Rewrite the part of the records that opens with the line containing "Annotate any visible mulch" and closes with the line containing "Annotate any visible stone", changing "JSON array" to "JSON list" and leaving everything else as it is.

━━ Stored data ━━

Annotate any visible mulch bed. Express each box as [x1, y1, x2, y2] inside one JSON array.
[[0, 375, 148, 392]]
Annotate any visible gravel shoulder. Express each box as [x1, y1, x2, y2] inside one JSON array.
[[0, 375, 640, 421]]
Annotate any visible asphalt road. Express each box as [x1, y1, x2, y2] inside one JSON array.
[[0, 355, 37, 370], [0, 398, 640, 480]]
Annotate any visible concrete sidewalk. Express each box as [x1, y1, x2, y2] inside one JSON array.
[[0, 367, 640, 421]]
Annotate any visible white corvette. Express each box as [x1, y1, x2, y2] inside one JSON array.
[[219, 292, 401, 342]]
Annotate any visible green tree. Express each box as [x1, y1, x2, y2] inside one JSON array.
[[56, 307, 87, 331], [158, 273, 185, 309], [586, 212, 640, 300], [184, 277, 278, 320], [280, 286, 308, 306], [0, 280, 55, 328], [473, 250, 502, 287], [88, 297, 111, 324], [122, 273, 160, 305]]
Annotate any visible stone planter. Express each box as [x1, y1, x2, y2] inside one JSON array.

━━━
━━ Stored data ━━

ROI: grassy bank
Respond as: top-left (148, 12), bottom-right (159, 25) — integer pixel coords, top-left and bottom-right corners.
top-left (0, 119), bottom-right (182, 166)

━━━

[Task output]
Annotate any visible mulch bed. Express each box as [x1, y1, x2, y2] inside one JSON list.
[[0, 375, 148, 392]]
Annotate any visible gravel shoulder. Express each box as [x1, y1, x2, y2] inside one JSON list.
[[0, 375, 640, 421]]
Annotate any visible asphalt road. Express each box as [x1, y1, x2, y2] inside one JSON list.
[[0, 355, 37, 370], [0, 398, 640, 480]]
Annotate any visible concrete sidewalk. Express each box as [x1, y1, x2, y2] inside one JSON list.
[[0, 367, 640, 421]]
Annotate any visible white corvette. Express each box as [x1, y1, x2, y2] inside one JSON list.
[[219, 292, 401, 342]]
Annotate any visible green tree. Express each box as [x1, y1, x2, y2] inside one JSON list.
[[56, 307, 87, 331], [158, 273, 185, 309], [586, 212, 640, 300], [184, 277, 278, 320], [280, 286, 308, 306], [0, 280, 55, 328], [473, 250, 502, 287], [88, 297, 111, 324], [122, 273, 160, 305]]
Annotate any visible stone planter. Express each box as [x1, y1, x2, y2] inside one JSON list.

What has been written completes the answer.